Task directions: Within the listing, each line that has the string "tram" should be copied.

Provided information:
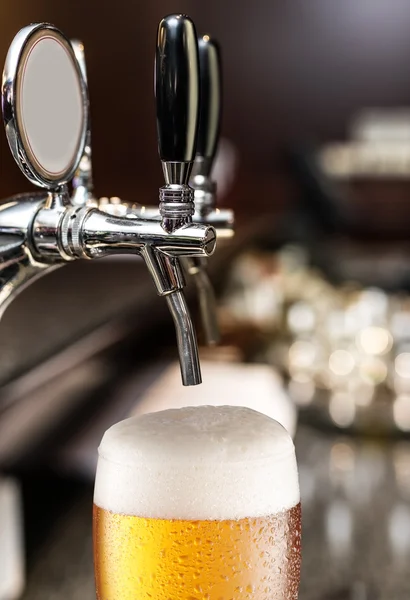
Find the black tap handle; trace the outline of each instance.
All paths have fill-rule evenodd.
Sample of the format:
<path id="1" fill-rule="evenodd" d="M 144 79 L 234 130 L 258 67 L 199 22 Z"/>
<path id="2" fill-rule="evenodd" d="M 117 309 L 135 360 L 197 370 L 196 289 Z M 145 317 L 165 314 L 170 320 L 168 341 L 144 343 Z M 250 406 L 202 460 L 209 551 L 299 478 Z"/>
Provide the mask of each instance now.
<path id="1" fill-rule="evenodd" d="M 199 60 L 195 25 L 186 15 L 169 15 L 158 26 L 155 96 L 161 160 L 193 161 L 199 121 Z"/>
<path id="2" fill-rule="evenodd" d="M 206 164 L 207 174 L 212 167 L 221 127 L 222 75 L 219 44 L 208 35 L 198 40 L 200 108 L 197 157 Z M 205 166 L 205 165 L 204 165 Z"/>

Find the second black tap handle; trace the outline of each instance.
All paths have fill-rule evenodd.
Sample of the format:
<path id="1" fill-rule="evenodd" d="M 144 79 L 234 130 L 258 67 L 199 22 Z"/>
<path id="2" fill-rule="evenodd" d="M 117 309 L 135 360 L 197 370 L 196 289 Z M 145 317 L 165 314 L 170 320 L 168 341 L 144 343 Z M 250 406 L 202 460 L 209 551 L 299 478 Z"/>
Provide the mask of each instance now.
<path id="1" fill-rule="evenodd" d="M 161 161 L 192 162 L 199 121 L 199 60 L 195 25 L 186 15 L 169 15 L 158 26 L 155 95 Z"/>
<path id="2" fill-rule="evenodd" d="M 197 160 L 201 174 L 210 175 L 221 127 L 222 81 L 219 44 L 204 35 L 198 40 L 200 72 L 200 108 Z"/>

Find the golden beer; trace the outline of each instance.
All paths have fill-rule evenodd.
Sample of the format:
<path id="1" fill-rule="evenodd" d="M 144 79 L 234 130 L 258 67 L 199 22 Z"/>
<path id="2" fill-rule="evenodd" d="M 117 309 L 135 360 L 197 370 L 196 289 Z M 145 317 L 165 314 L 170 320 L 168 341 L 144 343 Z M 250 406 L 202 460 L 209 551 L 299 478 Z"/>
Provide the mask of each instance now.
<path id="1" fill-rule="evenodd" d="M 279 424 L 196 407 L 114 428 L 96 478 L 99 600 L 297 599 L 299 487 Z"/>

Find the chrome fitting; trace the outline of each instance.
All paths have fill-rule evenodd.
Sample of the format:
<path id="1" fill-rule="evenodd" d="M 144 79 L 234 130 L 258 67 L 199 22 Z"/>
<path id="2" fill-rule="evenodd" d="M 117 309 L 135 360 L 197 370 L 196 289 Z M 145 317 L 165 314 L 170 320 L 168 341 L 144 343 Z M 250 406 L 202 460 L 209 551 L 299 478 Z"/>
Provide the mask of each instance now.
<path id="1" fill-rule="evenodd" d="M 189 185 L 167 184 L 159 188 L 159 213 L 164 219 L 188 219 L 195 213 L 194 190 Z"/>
==
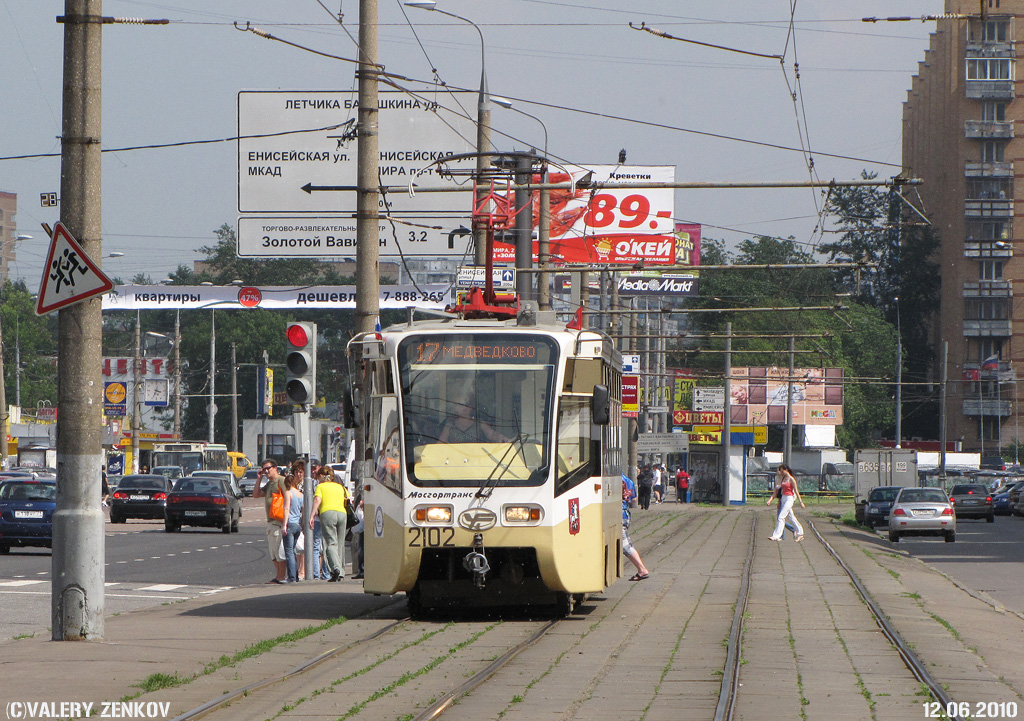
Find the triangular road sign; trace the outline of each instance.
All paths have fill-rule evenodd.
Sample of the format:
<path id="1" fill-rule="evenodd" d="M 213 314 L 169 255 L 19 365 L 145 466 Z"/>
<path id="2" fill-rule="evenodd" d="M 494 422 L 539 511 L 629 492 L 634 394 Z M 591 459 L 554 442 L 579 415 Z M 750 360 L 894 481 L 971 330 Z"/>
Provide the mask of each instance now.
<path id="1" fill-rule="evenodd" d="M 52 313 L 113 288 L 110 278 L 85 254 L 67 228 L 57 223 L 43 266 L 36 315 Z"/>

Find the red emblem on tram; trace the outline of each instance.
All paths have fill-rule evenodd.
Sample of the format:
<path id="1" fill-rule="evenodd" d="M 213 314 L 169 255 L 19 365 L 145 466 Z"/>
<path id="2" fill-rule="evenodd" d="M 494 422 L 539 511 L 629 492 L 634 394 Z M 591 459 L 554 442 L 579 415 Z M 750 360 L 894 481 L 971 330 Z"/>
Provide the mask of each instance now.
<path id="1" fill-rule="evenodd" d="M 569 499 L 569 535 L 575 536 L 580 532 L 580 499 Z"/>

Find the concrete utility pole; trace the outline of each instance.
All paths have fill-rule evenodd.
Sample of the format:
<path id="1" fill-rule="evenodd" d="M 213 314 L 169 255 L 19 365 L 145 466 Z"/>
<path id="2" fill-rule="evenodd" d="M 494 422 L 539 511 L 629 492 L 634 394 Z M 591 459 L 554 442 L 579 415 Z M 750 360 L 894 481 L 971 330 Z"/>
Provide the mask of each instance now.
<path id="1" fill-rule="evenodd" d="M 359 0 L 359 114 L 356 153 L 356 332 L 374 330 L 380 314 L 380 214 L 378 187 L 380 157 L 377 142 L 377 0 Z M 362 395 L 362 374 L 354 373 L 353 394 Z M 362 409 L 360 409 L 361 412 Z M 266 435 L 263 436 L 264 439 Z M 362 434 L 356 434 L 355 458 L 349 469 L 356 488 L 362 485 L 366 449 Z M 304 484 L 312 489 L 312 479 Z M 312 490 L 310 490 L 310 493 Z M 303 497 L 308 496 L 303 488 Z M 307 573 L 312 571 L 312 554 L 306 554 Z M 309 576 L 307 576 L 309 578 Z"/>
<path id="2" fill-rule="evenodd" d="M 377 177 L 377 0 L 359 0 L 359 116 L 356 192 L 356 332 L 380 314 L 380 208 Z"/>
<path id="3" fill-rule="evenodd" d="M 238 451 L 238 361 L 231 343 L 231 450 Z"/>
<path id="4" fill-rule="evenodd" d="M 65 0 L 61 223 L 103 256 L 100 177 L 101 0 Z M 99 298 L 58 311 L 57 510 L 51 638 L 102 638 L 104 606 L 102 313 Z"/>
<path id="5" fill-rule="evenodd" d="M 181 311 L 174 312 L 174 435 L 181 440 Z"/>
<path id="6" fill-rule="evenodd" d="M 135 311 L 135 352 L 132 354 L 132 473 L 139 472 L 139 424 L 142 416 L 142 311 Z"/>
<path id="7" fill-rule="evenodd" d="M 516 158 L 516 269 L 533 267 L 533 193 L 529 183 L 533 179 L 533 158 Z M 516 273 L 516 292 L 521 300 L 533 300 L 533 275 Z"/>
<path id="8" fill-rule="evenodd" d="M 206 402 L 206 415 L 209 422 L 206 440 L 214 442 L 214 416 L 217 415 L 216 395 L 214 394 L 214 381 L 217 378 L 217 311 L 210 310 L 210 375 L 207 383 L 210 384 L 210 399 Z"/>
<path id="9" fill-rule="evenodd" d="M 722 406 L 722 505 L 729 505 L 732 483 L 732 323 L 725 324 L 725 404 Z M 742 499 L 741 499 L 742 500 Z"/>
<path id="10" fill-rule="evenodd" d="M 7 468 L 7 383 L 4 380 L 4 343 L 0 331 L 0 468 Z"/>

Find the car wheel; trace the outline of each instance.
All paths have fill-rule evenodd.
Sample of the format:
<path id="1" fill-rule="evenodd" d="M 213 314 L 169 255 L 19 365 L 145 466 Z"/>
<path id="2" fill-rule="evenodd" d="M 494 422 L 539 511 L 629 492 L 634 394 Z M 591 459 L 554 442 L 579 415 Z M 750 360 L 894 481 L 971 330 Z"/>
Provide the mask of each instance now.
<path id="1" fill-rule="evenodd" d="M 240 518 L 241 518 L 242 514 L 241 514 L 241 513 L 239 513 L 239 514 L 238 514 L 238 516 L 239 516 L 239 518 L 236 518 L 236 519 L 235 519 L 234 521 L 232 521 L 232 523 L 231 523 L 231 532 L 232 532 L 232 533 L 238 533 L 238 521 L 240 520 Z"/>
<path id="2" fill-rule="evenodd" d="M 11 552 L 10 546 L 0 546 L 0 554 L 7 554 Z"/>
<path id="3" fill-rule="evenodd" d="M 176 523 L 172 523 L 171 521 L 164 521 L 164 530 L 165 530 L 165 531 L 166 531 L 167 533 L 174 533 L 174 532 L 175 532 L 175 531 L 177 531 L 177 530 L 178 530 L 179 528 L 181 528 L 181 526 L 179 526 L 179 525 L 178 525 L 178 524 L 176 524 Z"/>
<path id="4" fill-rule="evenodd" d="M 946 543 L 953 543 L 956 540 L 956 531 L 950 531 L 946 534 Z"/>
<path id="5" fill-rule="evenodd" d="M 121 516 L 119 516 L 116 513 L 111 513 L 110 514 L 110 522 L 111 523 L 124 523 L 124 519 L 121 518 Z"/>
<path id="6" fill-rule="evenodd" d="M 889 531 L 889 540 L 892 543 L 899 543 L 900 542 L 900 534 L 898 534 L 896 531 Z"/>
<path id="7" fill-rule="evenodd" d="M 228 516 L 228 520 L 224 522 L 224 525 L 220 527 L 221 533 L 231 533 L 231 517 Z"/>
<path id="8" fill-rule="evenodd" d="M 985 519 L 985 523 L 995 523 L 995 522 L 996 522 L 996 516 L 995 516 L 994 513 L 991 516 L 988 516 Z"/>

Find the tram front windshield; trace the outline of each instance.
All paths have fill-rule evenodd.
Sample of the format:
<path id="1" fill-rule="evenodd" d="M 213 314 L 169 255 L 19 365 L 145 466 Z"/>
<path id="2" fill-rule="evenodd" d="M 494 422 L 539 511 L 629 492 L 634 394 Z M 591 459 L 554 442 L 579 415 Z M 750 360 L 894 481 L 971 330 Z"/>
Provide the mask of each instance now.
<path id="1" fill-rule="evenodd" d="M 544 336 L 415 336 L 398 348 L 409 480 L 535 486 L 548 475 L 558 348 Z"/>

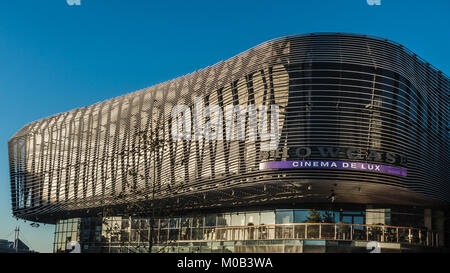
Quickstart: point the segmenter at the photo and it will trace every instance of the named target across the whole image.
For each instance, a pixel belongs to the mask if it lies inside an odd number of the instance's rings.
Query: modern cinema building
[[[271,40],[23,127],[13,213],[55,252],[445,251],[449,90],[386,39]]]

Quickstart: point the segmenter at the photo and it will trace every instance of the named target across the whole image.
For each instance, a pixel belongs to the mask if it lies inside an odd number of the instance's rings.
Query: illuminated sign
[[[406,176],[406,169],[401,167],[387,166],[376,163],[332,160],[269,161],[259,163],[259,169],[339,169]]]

Solution for this exercise:
Find the red emblem on tram; trace the outline of each instance.
Find the tram front windshield; trace the outline of each instance.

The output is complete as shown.